EXERCISE TASK
Copy every line in full, from the start of the data through the line containing "112 83 138 172". Scale each box coordinate in the answers by 1.3, rounding to the nearest whole number with halves rounded up, and leave all other text and numbers unchanged.

+++ MATERIAL

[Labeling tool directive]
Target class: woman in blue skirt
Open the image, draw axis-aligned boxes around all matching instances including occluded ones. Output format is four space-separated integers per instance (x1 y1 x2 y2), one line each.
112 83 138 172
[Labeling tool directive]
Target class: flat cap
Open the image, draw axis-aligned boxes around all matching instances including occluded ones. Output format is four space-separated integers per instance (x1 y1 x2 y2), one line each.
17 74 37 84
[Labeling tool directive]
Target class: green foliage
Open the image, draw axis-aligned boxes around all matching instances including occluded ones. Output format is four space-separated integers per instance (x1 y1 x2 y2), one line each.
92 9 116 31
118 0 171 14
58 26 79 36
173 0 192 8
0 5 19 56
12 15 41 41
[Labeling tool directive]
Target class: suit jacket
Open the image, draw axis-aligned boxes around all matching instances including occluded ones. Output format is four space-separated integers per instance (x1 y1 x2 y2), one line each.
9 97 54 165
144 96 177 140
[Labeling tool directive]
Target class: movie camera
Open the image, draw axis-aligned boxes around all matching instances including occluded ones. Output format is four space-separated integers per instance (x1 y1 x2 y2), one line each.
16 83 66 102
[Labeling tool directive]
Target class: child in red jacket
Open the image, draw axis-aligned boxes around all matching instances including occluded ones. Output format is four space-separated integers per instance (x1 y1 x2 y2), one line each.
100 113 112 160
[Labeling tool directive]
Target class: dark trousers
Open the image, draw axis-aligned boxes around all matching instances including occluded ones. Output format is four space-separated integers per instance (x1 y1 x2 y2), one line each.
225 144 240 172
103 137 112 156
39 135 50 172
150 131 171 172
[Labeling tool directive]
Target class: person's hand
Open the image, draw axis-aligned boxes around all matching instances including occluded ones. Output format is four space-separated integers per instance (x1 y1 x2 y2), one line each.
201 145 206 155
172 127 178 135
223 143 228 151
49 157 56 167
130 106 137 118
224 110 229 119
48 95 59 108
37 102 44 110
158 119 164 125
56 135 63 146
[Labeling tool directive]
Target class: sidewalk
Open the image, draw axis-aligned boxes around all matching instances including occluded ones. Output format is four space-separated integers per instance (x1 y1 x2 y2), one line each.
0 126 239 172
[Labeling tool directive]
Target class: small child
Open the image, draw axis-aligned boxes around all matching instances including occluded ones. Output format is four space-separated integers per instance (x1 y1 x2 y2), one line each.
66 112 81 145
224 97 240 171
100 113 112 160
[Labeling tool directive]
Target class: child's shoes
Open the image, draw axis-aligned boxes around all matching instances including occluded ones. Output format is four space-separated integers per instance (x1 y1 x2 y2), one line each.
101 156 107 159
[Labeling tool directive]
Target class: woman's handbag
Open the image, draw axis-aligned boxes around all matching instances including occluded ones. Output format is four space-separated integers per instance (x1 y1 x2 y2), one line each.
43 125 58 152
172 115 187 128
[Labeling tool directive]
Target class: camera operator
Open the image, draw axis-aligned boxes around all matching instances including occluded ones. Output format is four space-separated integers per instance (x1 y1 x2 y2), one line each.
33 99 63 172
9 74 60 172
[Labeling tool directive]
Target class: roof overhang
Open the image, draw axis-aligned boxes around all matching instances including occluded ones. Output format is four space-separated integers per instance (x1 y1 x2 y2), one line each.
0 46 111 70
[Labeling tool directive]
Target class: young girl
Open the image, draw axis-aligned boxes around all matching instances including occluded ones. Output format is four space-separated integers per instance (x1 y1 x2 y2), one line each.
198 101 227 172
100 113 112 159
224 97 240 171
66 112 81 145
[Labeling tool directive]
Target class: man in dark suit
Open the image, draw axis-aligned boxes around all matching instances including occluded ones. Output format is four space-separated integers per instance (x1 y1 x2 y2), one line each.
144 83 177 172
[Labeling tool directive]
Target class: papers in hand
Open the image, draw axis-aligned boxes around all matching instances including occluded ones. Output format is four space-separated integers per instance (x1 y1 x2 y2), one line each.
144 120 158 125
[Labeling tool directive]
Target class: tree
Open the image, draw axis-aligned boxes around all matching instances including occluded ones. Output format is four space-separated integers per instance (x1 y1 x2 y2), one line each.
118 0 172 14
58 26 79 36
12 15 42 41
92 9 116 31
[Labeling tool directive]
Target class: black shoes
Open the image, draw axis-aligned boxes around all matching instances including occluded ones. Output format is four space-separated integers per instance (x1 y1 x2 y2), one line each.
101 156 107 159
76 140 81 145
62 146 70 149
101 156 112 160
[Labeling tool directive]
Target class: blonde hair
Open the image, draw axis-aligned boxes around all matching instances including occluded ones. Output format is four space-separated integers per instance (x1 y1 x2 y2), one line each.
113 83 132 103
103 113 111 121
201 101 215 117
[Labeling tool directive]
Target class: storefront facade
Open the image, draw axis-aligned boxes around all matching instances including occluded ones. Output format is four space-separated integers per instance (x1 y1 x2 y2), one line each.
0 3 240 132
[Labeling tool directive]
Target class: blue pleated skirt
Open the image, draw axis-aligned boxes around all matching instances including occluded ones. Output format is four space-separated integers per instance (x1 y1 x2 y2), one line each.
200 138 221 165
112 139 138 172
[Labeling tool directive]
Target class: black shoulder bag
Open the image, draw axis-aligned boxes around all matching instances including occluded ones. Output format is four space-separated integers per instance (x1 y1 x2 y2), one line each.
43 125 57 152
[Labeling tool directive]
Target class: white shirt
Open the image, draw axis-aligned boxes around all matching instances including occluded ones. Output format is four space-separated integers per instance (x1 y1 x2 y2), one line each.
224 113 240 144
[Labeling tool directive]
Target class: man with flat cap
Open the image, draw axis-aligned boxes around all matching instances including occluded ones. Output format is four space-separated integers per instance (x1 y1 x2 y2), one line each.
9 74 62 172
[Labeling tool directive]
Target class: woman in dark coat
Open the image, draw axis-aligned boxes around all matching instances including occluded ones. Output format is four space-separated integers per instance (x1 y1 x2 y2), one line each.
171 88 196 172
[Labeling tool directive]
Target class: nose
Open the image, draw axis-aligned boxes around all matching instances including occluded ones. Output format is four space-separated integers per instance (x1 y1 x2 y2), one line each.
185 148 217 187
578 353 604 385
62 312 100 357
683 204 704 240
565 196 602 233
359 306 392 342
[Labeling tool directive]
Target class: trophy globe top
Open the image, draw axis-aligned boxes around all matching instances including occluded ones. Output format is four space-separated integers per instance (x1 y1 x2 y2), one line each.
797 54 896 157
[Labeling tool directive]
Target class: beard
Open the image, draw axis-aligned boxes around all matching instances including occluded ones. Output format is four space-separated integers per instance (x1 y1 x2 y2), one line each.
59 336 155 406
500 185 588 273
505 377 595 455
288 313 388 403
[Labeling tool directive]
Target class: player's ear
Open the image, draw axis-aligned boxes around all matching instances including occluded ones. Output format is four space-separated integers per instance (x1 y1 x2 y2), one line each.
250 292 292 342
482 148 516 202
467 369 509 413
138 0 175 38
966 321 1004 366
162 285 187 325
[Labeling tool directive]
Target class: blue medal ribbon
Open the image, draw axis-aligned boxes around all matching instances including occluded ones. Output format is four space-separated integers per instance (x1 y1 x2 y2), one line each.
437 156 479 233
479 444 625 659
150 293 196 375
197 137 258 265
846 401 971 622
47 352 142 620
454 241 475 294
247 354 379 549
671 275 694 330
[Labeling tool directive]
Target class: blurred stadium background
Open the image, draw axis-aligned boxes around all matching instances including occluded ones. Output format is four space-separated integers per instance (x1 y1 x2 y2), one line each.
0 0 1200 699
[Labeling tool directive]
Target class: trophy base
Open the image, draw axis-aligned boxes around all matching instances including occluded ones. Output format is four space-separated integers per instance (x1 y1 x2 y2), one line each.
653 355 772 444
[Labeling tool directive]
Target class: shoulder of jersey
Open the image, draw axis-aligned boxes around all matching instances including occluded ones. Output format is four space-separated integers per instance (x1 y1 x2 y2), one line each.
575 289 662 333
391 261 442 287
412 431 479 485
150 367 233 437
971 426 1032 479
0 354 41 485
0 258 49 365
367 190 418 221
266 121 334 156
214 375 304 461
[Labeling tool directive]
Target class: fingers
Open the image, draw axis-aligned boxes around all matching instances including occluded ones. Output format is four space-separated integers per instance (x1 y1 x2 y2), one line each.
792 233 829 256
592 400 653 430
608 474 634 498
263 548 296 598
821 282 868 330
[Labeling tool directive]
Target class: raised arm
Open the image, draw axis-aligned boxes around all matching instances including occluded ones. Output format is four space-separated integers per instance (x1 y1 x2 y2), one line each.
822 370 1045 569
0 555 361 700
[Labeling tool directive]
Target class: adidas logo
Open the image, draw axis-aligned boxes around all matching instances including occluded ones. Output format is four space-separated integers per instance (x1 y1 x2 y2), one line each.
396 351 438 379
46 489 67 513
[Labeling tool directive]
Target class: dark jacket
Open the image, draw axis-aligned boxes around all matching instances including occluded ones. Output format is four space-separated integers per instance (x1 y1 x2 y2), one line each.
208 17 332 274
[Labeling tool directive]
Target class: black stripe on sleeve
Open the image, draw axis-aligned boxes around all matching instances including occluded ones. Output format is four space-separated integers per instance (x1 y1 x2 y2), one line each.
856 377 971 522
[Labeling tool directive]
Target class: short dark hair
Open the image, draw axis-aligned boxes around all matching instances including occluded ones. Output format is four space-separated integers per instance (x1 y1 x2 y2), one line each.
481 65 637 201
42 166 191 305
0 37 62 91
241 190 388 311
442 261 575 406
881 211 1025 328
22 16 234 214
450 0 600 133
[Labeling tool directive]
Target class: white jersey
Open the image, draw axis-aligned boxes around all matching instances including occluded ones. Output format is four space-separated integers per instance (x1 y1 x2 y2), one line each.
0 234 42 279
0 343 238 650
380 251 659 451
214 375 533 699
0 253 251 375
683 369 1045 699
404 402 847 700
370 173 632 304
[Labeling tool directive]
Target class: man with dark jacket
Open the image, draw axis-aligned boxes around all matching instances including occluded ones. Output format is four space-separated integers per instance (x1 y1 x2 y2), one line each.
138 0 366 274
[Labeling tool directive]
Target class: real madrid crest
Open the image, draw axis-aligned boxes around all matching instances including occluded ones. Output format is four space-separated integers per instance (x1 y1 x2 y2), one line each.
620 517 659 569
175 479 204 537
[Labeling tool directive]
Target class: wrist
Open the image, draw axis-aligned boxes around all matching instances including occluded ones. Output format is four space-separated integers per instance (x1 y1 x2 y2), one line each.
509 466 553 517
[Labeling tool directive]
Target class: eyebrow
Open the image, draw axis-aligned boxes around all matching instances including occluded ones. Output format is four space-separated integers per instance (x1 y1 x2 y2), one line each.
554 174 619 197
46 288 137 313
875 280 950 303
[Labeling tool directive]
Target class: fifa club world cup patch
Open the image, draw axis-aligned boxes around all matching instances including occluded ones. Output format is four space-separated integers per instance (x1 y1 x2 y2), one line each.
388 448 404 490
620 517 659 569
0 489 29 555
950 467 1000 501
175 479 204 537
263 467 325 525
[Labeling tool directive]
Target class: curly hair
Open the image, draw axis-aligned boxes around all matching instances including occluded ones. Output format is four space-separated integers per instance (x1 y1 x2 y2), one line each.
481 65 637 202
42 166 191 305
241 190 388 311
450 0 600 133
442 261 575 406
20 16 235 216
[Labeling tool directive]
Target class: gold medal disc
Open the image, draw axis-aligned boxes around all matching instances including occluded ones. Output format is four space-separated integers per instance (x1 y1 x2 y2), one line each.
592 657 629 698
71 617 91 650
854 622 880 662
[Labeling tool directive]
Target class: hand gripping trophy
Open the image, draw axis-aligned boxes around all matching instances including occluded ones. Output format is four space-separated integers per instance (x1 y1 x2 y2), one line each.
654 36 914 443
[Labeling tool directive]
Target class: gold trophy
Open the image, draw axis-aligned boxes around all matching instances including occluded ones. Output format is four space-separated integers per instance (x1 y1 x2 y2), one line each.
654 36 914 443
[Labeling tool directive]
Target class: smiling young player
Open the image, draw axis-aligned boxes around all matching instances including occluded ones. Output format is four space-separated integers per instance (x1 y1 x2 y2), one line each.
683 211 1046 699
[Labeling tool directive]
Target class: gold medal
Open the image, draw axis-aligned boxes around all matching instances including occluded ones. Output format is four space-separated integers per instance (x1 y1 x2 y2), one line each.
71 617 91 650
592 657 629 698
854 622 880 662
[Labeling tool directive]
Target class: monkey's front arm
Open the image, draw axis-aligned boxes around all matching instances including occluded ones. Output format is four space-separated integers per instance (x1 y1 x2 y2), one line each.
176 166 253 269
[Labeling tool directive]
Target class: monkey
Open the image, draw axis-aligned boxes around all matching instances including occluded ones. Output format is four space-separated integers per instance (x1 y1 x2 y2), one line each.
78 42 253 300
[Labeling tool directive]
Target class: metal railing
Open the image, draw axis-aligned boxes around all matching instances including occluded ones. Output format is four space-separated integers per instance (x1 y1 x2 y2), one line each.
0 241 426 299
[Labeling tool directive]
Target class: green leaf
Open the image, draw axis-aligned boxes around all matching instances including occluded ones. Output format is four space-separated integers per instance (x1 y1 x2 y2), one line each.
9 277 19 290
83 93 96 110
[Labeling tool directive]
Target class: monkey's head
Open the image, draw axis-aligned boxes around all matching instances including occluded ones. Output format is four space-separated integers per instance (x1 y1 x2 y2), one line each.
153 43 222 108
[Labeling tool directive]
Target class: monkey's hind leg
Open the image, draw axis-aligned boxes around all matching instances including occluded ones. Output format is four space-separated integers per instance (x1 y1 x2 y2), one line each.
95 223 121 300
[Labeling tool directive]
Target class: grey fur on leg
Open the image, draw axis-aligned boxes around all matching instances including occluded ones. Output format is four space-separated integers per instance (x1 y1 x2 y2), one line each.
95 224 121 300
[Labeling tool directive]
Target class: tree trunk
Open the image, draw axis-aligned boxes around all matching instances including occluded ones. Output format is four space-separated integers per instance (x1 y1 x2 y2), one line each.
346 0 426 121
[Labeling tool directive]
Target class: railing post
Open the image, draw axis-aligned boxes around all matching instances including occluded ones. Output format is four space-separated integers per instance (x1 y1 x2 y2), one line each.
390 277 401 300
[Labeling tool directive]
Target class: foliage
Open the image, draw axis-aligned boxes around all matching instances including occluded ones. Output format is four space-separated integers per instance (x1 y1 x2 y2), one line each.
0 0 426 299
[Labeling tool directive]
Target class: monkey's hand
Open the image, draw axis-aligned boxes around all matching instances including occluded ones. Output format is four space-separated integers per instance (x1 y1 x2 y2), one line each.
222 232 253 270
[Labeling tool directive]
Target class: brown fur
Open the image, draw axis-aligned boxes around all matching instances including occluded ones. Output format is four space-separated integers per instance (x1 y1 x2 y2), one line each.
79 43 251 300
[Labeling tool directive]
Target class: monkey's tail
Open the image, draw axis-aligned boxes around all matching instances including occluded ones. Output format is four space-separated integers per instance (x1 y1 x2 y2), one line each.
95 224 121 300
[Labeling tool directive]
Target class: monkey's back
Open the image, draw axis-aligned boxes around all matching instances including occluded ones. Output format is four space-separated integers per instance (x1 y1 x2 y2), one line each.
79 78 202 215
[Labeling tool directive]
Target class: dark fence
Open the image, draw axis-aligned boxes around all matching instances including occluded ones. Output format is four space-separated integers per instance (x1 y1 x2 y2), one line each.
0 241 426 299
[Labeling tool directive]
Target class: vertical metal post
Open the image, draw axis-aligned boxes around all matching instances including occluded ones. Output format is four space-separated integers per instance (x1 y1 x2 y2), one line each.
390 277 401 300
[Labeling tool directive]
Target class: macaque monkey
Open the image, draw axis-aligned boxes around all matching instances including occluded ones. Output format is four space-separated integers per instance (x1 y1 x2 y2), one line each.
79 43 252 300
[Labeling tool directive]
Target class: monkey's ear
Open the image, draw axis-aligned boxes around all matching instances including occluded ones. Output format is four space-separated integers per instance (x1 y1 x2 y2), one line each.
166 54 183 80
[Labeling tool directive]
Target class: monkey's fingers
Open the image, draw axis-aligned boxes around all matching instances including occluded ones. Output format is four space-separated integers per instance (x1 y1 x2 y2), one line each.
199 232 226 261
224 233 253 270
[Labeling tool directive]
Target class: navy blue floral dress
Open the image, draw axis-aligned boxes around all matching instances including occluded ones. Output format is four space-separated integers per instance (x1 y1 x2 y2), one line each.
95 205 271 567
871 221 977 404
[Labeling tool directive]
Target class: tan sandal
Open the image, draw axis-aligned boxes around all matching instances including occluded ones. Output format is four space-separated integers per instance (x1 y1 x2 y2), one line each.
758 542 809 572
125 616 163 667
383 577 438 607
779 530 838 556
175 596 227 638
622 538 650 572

++++++

COMPLETE OUTPUT
[Labeling tool directive]
Target class: woman in blue skirt
Open the image, draw axis-aligned boxes around all matching instances including occluded ones. Output format is four space-separated integers per instance (x1 y1 x2 y2), one line each.
146 108 179 224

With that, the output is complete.